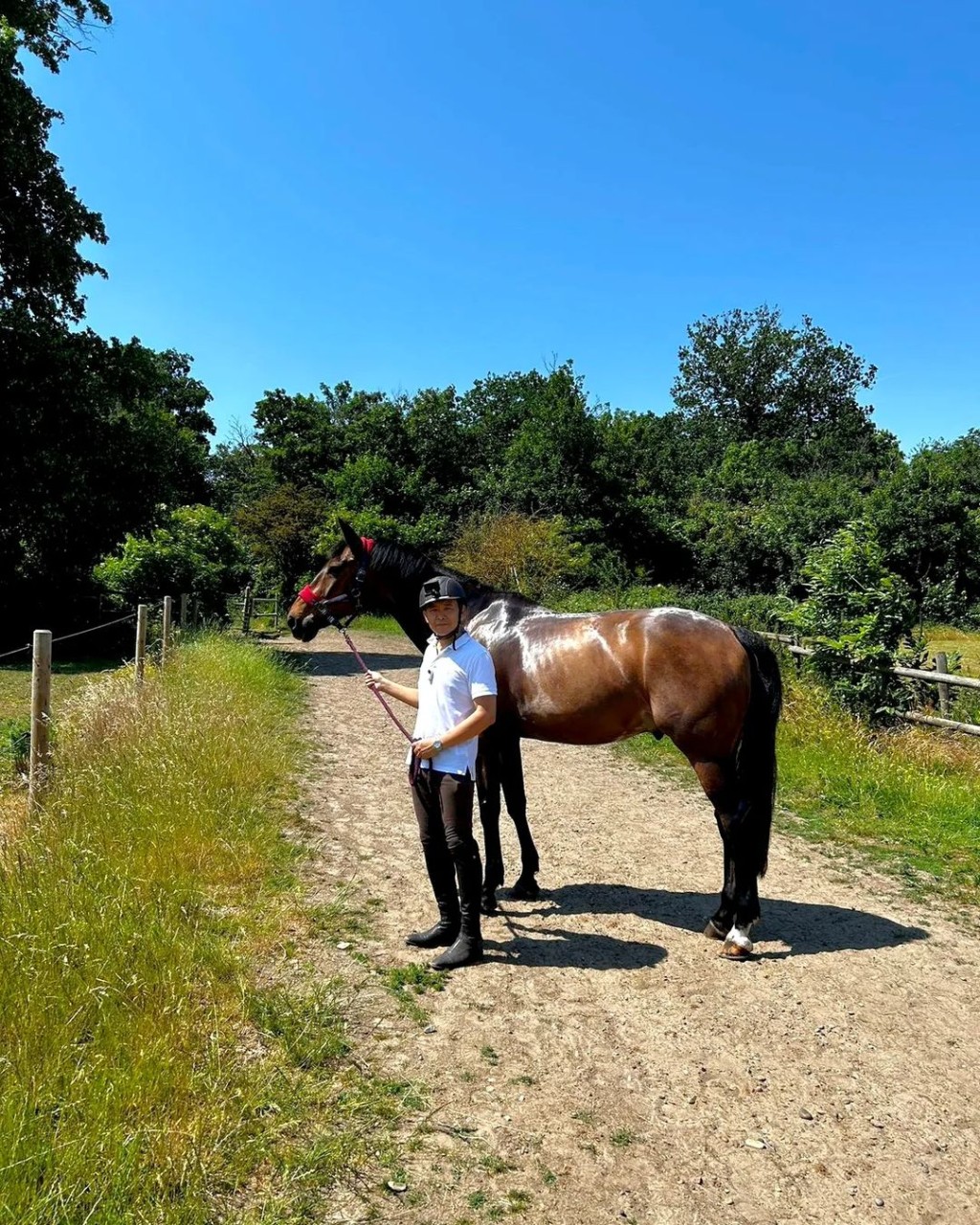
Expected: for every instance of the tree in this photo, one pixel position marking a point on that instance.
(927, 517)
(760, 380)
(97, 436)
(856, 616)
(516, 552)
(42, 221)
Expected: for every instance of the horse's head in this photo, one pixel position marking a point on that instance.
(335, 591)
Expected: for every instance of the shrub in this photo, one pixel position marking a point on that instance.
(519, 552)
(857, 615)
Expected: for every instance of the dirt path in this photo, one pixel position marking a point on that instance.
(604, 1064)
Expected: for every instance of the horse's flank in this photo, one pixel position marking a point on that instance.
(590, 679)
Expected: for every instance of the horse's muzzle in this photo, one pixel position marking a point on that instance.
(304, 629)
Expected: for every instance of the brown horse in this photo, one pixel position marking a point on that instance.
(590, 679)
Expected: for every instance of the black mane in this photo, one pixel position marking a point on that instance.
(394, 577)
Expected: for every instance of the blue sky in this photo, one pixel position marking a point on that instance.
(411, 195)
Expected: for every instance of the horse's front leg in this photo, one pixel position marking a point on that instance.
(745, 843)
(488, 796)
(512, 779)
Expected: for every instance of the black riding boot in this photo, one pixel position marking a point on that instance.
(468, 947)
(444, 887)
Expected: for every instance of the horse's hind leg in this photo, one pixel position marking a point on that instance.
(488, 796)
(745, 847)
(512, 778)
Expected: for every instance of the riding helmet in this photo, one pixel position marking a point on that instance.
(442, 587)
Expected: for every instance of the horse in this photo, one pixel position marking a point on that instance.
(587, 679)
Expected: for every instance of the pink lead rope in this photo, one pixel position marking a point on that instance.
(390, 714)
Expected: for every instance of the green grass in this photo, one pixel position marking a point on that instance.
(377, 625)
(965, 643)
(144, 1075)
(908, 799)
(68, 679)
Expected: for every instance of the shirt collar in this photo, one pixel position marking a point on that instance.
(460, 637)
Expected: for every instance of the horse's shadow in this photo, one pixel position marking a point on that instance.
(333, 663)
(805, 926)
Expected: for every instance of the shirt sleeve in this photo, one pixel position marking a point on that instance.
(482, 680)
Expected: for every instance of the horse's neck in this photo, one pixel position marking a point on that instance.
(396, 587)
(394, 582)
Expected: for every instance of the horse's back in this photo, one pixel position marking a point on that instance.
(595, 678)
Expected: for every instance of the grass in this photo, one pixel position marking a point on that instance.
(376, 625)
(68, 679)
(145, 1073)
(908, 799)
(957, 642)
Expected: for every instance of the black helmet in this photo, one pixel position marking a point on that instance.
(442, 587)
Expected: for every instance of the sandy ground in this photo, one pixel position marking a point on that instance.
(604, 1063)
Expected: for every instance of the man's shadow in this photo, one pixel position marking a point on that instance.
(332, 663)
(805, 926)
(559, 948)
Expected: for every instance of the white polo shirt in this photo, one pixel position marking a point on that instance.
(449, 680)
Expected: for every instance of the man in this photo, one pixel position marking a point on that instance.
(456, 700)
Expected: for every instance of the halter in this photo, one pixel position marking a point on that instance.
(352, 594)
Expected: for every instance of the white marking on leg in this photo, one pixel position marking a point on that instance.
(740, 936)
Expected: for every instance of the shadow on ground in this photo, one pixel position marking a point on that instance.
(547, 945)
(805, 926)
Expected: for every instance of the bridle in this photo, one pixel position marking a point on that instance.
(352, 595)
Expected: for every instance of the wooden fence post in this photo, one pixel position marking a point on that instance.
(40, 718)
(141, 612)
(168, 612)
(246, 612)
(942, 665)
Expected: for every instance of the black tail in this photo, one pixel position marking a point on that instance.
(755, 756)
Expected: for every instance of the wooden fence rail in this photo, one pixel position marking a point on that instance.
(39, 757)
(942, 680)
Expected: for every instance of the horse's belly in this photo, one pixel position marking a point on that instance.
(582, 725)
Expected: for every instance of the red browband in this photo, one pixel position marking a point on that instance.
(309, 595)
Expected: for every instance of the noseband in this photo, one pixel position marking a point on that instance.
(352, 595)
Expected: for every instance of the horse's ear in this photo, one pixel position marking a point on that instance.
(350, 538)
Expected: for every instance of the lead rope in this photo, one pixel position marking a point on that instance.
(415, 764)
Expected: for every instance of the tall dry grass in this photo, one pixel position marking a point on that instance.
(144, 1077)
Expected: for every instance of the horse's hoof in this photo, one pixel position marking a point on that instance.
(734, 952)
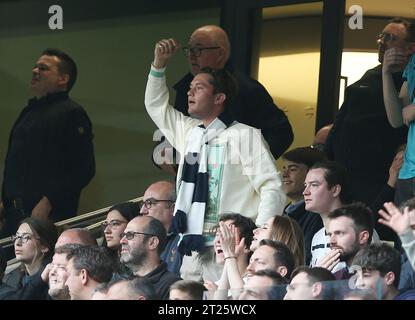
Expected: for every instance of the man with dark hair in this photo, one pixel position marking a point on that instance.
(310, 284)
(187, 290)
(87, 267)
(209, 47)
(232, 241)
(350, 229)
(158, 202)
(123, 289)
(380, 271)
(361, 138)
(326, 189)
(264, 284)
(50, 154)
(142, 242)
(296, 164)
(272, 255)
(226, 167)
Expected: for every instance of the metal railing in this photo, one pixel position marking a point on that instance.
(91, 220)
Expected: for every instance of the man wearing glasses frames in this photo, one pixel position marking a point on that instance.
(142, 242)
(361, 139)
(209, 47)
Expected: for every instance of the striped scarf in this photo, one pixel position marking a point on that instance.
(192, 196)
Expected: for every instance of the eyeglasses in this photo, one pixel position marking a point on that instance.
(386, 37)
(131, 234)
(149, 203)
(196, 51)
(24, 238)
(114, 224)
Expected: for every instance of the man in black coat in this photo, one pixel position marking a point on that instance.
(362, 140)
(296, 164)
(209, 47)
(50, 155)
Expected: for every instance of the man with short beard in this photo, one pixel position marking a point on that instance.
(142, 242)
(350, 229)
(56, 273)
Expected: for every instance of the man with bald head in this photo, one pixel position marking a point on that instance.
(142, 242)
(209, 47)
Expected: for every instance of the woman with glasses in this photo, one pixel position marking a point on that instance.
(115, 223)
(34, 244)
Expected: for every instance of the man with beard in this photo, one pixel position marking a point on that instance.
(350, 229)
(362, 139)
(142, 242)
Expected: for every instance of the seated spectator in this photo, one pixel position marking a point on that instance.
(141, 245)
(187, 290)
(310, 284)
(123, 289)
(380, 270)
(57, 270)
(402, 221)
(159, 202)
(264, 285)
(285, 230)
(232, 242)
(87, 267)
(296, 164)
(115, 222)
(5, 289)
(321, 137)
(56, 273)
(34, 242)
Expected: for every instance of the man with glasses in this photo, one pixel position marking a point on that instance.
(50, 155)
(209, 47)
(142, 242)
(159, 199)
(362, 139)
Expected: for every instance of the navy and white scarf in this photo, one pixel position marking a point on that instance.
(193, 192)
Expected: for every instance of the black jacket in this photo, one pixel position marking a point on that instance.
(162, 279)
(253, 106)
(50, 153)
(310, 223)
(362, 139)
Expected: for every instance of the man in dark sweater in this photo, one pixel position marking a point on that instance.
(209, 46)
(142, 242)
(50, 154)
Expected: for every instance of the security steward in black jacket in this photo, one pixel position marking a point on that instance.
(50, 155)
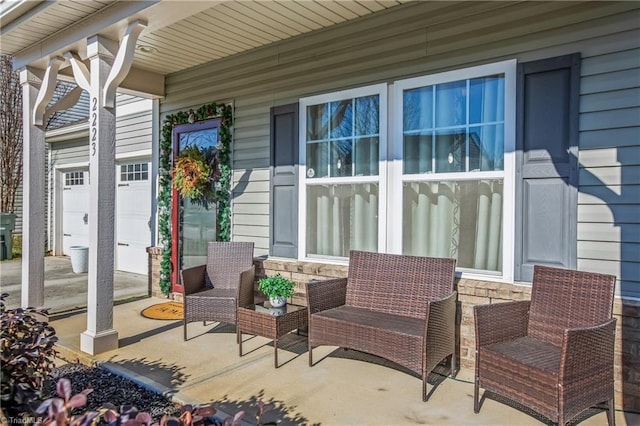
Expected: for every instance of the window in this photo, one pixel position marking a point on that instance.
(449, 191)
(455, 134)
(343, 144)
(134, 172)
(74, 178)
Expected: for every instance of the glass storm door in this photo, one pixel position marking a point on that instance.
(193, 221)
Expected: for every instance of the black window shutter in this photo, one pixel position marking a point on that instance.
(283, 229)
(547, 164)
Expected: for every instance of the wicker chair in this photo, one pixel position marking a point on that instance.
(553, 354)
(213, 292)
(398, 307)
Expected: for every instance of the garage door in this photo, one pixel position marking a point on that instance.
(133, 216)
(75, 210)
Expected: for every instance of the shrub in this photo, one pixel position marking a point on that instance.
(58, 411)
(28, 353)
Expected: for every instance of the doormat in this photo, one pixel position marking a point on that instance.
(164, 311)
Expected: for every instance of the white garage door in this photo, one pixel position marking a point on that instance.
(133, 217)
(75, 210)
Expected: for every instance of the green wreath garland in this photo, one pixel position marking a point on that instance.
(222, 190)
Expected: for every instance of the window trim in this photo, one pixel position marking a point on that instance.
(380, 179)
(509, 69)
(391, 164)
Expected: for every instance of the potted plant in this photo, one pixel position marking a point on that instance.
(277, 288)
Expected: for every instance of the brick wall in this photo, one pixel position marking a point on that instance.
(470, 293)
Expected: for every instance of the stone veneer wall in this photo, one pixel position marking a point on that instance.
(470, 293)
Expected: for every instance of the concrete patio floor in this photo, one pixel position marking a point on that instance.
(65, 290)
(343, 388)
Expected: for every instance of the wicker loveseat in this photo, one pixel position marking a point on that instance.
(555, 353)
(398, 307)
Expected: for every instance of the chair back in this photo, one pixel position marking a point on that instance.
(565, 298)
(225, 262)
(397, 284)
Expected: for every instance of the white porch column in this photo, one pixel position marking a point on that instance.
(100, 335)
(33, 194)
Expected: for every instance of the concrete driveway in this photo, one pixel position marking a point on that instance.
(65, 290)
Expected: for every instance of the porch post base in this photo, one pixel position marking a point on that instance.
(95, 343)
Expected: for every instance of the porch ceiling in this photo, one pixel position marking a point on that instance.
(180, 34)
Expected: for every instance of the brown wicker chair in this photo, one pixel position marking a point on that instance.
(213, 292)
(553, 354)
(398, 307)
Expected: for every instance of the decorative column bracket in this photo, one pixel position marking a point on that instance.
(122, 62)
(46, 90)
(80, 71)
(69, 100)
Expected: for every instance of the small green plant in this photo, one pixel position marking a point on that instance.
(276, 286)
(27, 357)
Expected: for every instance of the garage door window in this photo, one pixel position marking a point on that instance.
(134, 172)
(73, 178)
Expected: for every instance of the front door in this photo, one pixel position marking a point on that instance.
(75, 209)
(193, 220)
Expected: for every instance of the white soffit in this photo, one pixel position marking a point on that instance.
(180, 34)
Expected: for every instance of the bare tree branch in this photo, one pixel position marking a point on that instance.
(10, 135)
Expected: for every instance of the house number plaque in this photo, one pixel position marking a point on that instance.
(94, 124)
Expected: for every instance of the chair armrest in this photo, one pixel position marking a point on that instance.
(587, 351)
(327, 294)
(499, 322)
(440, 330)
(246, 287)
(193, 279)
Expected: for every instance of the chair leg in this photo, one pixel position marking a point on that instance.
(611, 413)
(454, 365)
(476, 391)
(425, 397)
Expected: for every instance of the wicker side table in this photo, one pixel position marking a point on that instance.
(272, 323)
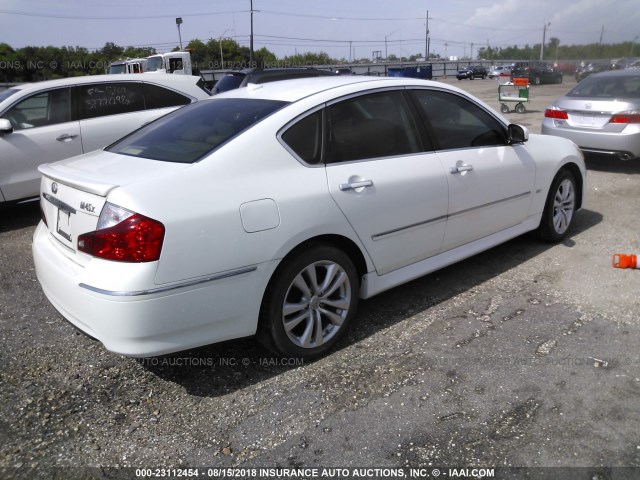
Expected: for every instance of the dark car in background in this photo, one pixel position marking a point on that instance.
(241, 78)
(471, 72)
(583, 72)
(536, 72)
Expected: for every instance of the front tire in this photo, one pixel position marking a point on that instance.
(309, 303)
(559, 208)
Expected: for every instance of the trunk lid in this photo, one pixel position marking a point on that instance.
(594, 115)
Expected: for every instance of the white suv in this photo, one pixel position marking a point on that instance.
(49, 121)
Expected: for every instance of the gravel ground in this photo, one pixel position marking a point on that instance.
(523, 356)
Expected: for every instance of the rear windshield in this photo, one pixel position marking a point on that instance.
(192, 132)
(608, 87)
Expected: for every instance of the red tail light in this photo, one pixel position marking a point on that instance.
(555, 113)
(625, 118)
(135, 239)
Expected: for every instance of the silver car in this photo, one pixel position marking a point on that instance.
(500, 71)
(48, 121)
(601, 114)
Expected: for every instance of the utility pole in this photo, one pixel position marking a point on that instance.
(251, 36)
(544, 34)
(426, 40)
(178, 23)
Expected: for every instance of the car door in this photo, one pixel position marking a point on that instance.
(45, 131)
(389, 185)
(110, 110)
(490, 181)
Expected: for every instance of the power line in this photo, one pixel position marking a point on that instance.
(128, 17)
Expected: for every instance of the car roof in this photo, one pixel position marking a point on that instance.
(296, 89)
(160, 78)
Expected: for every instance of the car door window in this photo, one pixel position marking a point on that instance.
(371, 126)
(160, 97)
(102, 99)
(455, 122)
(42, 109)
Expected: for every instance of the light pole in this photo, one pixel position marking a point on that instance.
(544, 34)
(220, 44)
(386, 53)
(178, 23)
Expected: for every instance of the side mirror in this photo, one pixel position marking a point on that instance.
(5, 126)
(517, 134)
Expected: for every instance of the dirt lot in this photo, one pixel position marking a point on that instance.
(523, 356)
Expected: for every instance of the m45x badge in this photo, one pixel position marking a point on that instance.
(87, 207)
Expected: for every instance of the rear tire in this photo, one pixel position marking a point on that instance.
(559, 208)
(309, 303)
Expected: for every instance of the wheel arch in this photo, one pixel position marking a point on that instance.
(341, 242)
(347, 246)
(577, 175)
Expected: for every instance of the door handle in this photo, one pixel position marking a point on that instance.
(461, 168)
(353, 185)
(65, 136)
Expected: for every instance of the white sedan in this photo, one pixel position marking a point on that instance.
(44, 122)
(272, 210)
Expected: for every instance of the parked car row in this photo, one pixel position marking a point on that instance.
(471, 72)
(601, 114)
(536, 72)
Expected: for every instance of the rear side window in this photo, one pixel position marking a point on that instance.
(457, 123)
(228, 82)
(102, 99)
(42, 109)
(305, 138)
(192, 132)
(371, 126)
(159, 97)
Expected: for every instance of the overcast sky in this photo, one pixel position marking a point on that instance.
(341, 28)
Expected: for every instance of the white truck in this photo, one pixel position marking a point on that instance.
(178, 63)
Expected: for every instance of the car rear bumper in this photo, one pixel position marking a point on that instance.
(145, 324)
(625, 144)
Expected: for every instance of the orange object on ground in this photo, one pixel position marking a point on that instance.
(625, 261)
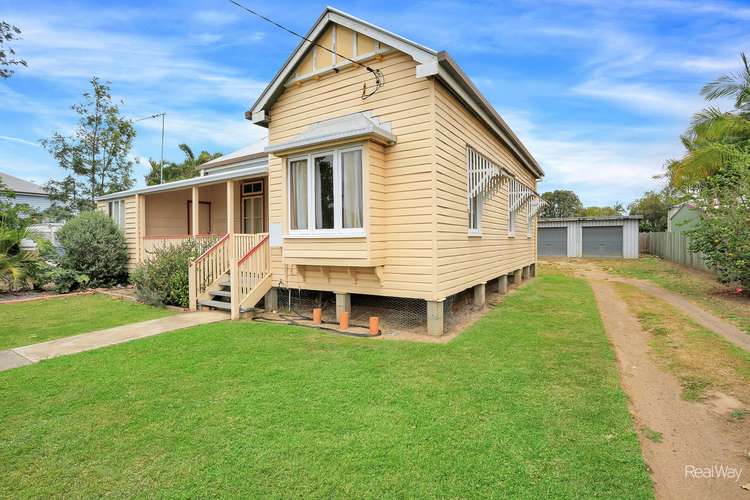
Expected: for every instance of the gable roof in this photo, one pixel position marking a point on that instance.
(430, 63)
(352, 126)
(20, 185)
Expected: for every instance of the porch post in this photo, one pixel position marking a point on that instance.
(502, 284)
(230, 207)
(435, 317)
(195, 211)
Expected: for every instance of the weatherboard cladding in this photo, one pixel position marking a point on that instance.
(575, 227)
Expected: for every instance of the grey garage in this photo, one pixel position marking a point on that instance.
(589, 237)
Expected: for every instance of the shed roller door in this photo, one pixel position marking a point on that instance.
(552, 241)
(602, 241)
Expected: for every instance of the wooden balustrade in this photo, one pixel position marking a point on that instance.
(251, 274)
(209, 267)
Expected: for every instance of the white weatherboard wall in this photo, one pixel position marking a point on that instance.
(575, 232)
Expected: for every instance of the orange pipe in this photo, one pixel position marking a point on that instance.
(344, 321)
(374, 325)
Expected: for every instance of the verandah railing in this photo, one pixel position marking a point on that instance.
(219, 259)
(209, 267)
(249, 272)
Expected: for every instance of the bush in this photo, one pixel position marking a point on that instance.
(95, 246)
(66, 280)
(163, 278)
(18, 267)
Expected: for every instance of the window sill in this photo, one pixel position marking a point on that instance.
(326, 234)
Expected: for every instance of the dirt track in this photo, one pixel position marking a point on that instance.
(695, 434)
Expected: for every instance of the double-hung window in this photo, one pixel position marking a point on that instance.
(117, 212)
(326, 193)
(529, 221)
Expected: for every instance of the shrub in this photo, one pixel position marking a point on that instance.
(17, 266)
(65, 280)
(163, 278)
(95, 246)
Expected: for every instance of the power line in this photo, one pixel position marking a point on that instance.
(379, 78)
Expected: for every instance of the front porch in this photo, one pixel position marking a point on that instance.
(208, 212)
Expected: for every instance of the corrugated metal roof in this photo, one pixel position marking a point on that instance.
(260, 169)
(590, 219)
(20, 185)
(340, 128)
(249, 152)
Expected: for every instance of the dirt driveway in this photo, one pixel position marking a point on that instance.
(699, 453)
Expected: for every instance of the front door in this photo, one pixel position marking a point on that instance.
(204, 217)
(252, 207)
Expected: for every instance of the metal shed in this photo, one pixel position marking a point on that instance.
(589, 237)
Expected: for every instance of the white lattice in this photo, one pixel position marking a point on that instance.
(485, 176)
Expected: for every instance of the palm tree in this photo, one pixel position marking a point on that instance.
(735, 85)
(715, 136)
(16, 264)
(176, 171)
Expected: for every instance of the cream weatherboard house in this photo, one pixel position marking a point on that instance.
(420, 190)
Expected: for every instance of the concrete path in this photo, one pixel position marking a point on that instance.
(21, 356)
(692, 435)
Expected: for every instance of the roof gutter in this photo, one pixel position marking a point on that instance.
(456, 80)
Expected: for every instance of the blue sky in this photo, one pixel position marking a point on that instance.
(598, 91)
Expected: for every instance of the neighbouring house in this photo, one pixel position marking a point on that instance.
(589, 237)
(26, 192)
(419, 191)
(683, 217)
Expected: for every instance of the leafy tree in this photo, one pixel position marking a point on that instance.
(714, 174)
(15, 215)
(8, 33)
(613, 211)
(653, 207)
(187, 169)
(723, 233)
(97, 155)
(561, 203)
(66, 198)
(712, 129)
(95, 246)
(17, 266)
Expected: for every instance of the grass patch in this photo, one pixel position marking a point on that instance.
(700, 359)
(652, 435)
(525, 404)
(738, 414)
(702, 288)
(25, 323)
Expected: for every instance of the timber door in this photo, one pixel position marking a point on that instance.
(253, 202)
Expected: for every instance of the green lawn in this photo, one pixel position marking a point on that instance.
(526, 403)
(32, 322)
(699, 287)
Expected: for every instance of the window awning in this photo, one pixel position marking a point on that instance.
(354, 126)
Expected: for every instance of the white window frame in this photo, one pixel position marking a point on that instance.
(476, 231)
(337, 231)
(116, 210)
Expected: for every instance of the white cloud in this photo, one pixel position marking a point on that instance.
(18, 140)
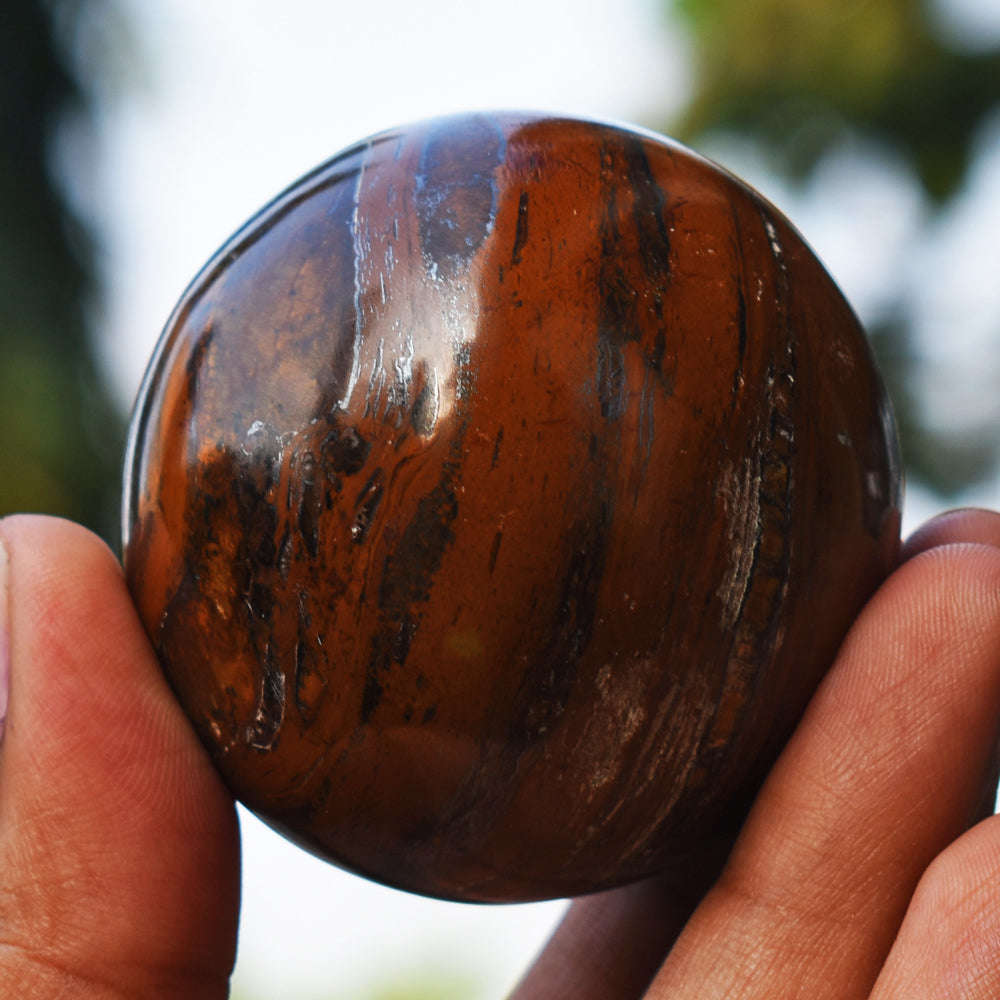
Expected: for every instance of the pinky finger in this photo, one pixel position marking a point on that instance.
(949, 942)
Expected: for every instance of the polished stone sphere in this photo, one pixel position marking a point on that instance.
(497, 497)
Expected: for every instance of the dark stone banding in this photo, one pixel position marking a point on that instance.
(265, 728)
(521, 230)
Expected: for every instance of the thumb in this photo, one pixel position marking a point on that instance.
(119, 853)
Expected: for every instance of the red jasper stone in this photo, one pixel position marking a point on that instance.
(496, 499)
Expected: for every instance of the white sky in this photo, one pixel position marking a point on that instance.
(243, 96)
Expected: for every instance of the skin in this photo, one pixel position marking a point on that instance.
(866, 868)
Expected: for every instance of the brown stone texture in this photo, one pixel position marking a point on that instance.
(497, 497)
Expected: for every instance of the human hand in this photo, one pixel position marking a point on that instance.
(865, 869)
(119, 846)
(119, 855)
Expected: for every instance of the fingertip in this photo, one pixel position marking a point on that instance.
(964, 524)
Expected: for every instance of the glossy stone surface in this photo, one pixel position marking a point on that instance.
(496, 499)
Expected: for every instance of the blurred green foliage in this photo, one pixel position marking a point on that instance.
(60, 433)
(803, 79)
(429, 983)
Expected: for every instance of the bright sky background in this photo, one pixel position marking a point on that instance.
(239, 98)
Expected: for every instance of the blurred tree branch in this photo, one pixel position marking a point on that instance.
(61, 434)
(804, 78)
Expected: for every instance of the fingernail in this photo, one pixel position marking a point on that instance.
□ □ □ □ □ □ □
All lines from the line containing "Expected: for every instance of the glossy" through the end of the listing above are to be duplicated exactly; include both ends and nothing further.

Expected: for every instance of the glossy stone surface in this photo, one pixel position marking a point on that instance.
(496, 499)
Expected: for every instance of the blurred green foliage in this photo, one pixel position marking a point on that instance.
(60, 433)
(803, 79)
(429, 983)
Expected: for every instance of the bright sky background in this photo, one pixel position marking a point on that instance.
(239, 98)
Expected: for every instance of the blurred tree branch in this photo, one pixel position marking a point on that instance.
(61, 434)
(804, 78)
Expected: for every instance of the fingernail in this photo, one pixel position marking a point on that instance.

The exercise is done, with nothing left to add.